WHAT IS BEING ASKED: Add 126 to every bounding box coordinate in the outputs of the lines running from the start through the line with "112,242,135,316", inclusive. Write those lines out again in full with the new coordinates.

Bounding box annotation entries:
▼
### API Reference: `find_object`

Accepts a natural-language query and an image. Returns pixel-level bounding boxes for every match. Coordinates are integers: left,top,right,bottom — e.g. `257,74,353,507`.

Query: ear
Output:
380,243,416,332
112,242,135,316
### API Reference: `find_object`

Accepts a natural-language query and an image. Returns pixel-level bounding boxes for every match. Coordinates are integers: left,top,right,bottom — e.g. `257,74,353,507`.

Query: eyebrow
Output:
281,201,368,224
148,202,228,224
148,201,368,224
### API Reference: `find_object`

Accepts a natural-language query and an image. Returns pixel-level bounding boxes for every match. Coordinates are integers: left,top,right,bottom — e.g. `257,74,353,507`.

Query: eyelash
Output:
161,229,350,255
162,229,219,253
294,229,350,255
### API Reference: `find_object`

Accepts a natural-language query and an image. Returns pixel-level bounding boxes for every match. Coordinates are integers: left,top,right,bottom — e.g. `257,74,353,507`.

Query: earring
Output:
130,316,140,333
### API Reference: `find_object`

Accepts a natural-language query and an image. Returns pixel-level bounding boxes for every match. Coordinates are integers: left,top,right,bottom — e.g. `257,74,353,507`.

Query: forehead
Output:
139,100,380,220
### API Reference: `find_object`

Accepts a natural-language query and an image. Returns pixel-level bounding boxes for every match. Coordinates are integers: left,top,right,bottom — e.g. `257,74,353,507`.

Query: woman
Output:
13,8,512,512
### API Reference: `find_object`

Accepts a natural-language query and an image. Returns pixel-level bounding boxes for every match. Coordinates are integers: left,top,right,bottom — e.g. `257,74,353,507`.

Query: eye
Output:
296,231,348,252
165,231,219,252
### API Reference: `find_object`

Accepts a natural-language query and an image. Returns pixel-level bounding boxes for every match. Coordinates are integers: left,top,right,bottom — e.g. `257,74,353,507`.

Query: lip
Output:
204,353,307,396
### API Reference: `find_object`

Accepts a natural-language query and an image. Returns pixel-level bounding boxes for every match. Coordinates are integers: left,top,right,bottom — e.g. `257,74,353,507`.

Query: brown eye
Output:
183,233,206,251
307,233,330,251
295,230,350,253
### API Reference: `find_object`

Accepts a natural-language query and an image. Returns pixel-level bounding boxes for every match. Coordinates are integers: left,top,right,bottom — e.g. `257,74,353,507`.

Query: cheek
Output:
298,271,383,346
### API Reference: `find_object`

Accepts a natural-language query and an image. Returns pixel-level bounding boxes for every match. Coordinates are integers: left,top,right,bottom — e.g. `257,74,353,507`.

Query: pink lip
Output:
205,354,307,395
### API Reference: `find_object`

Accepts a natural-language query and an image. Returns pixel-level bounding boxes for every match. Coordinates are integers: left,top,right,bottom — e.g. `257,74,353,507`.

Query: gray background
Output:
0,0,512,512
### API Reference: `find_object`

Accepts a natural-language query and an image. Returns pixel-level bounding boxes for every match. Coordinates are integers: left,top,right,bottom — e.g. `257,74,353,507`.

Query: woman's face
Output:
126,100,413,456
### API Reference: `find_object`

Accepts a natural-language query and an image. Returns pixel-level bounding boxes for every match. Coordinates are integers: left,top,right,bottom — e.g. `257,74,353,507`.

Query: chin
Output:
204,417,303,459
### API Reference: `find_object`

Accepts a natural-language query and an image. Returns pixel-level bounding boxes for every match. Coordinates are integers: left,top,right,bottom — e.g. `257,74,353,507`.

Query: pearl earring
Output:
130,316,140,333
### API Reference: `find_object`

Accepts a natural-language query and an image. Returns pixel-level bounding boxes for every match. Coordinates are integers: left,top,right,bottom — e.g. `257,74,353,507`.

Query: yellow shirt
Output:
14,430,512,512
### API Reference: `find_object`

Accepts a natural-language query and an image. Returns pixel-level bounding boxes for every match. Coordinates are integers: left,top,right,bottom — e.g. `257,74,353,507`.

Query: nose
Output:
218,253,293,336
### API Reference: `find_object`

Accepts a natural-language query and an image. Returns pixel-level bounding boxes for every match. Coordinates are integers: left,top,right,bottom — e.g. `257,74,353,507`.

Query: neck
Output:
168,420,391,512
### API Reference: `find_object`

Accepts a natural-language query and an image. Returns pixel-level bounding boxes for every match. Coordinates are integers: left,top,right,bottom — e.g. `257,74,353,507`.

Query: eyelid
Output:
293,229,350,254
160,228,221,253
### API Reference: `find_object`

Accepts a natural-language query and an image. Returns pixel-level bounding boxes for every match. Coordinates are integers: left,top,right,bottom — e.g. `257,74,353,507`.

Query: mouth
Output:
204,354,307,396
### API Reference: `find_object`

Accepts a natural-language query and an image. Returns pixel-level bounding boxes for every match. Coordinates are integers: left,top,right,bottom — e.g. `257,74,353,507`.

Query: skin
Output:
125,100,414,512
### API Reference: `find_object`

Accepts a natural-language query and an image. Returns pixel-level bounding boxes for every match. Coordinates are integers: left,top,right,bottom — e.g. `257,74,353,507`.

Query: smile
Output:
▲
COMPLETED EXERCISE:
### API Reference: `find_object`

Accepts a natural-language query and an image. Returns pixel-level bounding boxes for every match. Coordinates are integers: left,top,right,bottom — e.g. `257,74,353,507`.

Query: ear
Output:
506,369,542,458
238,368,261,442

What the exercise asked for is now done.